TASK PROMPT: Each entry below is to be reproduced exactly, though any pictures it holds must be omitted.

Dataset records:
====================

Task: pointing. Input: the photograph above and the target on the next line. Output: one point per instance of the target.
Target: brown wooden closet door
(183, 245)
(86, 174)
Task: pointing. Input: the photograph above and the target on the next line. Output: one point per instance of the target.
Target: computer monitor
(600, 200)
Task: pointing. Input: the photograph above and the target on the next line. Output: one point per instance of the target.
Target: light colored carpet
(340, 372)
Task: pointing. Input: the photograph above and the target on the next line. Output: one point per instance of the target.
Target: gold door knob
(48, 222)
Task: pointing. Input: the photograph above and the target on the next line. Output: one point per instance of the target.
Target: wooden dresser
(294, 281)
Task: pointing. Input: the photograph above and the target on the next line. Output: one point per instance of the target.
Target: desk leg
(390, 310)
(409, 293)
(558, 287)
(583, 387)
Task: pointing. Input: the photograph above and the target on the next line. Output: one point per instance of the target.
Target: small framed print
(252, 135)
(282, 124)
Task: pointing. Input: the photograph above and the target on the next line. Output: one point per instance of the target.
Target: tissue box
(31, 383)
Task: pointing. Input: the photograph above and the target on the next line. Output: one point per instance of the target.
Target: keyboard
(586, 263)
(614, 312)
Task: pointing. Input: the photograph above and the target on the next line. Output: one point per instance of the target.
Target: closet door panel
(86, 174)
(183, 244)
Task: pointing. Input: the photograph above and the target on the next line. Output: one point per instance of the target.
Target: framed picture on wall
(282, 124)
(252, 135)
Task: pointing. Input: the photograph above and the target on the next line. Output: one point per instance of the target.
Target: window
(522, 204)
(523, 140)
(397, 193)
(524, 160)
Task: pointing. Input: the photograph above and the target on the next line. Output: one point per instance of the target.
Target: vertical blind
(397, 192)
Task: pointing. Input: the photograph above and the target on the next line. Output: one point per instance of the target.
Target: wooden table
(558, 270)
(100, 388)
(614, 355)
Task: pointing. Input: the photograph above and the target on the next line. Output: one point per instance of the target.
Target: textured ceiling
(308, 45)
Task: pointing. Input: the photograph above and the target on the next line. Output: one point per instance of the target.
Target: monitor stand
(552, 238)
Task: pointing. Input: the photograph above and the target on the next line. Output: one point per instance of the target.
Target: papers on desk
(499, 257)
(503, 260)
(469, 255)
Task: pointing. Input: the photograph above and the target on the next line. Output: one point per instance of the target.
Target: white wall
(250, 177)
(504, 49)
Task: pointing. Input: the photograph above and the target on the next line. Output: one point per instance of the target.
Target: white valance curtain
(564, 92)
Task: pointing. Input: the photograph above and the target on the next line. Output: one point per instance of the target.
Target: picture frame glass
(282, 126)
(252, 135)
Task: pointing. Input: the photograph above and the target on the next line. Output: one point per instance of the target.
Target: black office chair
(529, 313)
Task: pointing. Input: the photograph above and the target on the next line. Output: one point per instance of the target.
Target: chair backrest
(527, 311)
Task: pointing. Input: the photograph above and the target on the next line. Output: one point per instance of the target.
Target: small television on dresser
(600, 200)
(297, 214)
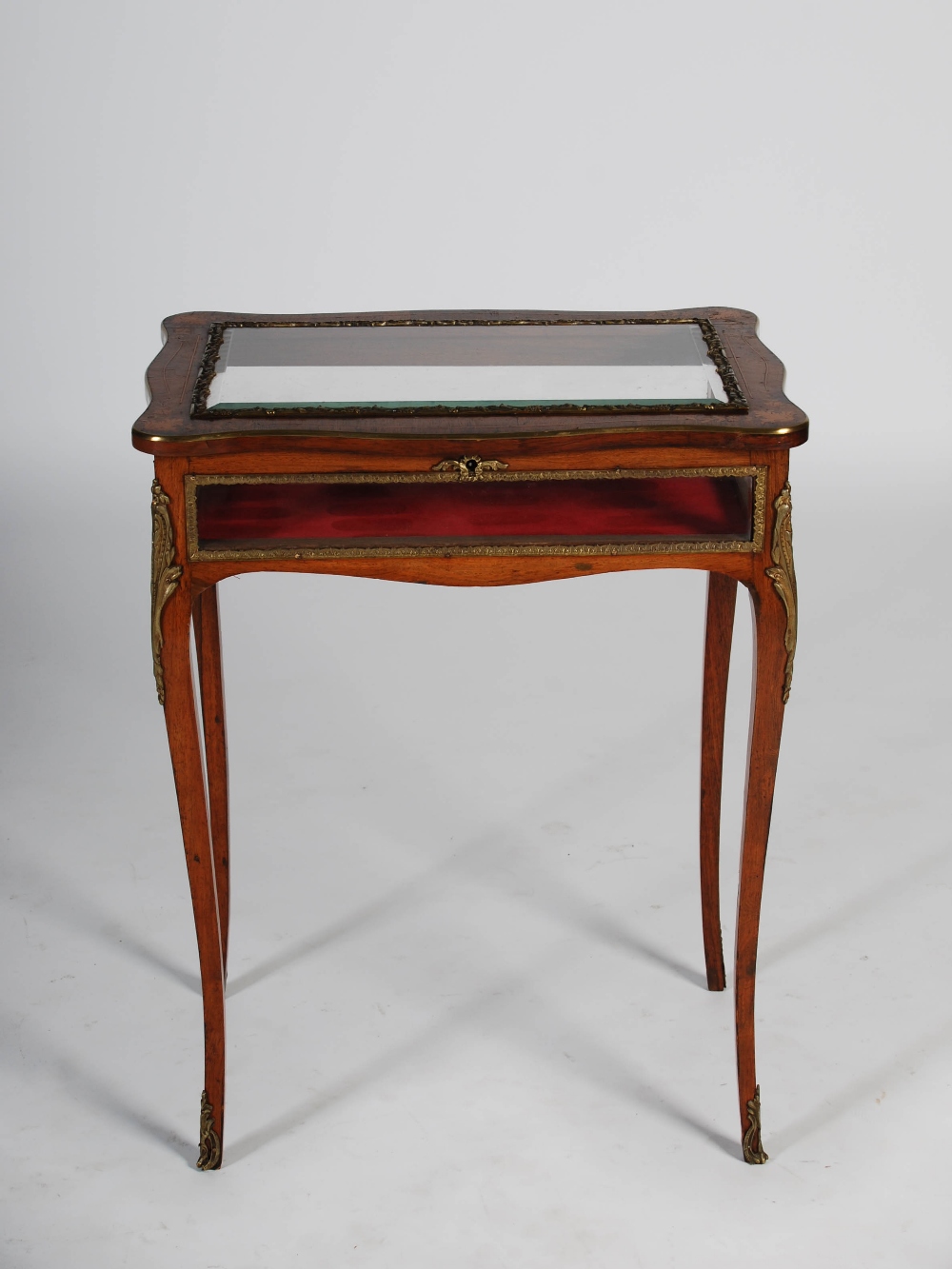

====================

ANSWER SECTION:
Task: pointing. Input: the photograph above and the target on the next line. Output: one point per instance of the target.
Target: brown wooden closet door
(183, 245)
(86, 174)
Task: pointing. Input: the photograph above and the target on the next line. Output: one point per instance of the target.
Target: computer monitor
(600, 200)
Task: pointing. Input: the photograph above and the target on the next line. Output: one point per instance of the target.
Target: light colored carpet
(340, 372)
Task: pointing. Input: the photograph above and the target on the next line. Output: one point per instance of the target.
Target: gold door knob
(48, 222)
Task: pointing. Input: the photograph above and the target on the next line. Output: one point per instance of the target.
Target: wooden dresser
(294, 281)
Task: pointing. Input: the photograph above and the target on the next line. Output: one point per instance of the target.
Target: desk leg
(390, 310)
(409, 293)
(558, 287)
(583, 387)
Task: pointing. Input: the photograph above and the target on the next line. Output: one point per instance of the target.
Target: small framed print
(252, 135)
(282, 124)
Task: pointing. Input: the photograph above and the target on the next line. Output: one point per instance of the target.
Target: tissue box
(31, 383)
Task: pointing. Input: the photograph above and the target on the next line. Output: one point per instance of the target.
Target: keyboard
(586, 263)
(614, 312)
Task: pointing. Input: the photograph above and the target on the next line. Output: one point per instance of the target.
Target: closet door panel
(86, 174)
(183, 244)
Task: pointing. Input: the photograph above and the target on the next line. Output: one point per instance of the target.
Target: framed picture on wall
(282, 124)
(252, 135)
Task: pointing. Input: the photograph above and the target on the next line. Output: one point per instance of the target.
Target: window
(522, 204)
(523, 140)
(397, 193)
(524, 160)
Task: pointing. Input: the photograph above and the target on the next line. Output: one point per instance of the target.
Target: vertical blind
(397, 192)
Task: pointing. Input: the photograph above and the target on the next line. Output: one point per instance of the target.
Target: wooden table
(558, 270)
(100, 388)
(614, 355)
Task: pointing. Input: the photograph above and the target on the next line. Output: one point per instance of the target.
Target: textured ceiling
(308, 45)
Task: pointing. Input: the photograph above and the target on the next line. Output: one point per instance of the target.
Target: monitor stand
(552, 238)
Task: pointing. Input: the photograph above and the target on the next line. Output: one point per instance of the target.
Target: papers on desk
(499, 257)
(503, 260)
(469, 255)
Task: pointing. Input: the photograph above and the target on the next line. Output: one point per instance of the target.
Target: white wall
(250, 177)
(504, 49)
Task: pointing. Input: the photograph above and the target on the next line. Output: one point per instance of the target.
Target: white valance curtain
(564, 92)
Task: pointing. Input: the photograph above and the target on the next line. Output: one point per instance of the target.
Target: picture frame glass
(282, 126)
(252, 135)
Task: pointing. Input: the photograph above and the target on the next line. Output: one point per instance of the target.
Target: black office chair
(529, 313)
Task: pointing. Input: the photograph above and the target on the next line. Output: one point per instance of the target.
Target: chair backrest
(527, 311)
Task: pointing. Input: the photograph above and the target on the next line. Output: one point per instance of the target.
Target: small television on dresser
(600, 200)
(297, 214)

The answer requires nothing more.